* Begin Records for processing *

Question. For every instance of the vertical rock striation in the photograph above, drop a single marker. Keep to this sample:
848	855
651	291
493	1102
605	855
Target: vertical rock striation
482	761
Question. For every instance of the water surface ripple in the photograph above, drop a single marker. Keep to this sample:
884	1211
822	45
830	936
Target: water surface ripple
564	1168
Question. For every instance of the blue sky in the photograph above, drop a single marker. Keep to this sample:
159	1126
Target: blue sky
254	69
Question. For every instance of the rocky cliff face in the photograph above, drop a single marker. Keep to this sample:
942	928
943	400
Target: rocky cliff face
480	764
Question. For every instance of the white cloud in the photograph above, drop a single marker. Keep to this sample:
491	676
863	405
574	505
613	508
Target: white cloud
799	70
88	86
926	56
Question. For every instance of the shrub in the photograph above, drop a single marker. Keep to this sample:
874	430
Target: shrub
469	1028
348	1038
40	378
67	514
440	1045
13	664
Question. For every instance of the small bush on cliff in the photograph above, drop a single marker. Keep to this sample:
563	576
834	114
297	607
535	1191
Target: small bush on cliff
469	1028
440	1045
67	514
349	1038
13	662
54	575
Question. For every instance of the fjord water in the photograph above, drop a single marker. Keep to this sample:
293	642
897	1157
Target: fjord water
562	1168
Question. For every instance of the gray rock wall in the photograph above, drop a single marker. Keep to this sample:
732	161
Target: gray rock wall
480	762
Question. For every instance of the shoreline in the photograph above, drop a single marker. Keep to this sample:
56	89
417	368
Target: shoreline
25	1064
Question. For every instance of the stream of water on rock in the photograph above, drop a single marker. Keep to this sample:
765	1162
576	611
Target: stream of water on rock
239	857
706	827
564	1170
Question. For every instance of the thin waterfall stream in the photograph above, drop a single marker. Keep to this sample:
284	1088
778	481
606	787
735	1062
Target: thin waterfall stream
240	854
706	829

* End Records for processing *

> [What needs to be done]: Rewrite the listing above, changing "drop a single marker" to "place one point" and leaving everything else as is.

> [The response]:
Question. For every instance of the vertical rock striation in the photograph above, place one point. Keep to this sample:
848	855
651	291
493	1102
605	855
Target: vertical rock striation
482	761
Question. For every instance of the water surface ripple in the photograph above, place one point. Keep to this sample:
884	1211
822	45
830	936
Target: water surface ripple
564	1168
Question. For every instance of the blue sky in the photograph above, place one point. Keep to this sample:
159	1126
Target: blue sky
254	69
Question. For every instance of the rocky cliff face in the photograph above, place one point. Keep to this sample:
942	928
943	400
Target: rocky cliff face
480	764
Question. For every instance of the white cloud in the photograph above, place one point. Keep to this sample:
491	676
863	405
574	505
613	508
Target: white cloud
799	70
88	86
926	56
Question. For every instance of the shrub in the photograph above, place one point. Keep to this sample:
874	430
Target: shrub
469	1028
348	1038
40	378
67	514
440	1045
13	664
Question. For every instance of the small bush on cliff in the photograph above, place one point. Keep to this sample:
563	576
834	114
297	607
535	1191
Target: small bush on cliff
469	1028
440	1045
67	514
349	1038
13	662
54	575
Question. For every instance of the fjord water in the photograph above, place one point. Keep to this sample:
293	642
897	1157
Target: fjord water
562	1168
Question. For every instance of the gray rock wall in the photograph above, place one point. Keep to this sample:
732	161
Target: gray rock wall
480	762
Question. For every instance of the shoreline in the photograph above, place one point. Keep to this sample:
56	89
417	368
Target: shoreline
25	1064
Question. For every instance of the stream of water on rock in the photograph above, place one point. Keep to this sample:
765	1162
576	611
Target: stream of water on rock
239	857
706	827
564	1170
Question. For every instance of the thin waterfall stream in the photograph above, place one point. Keep to this sample:
284	1088
778	481
606	787
735	1062
Target: thin waterfall stream
240	854
706	829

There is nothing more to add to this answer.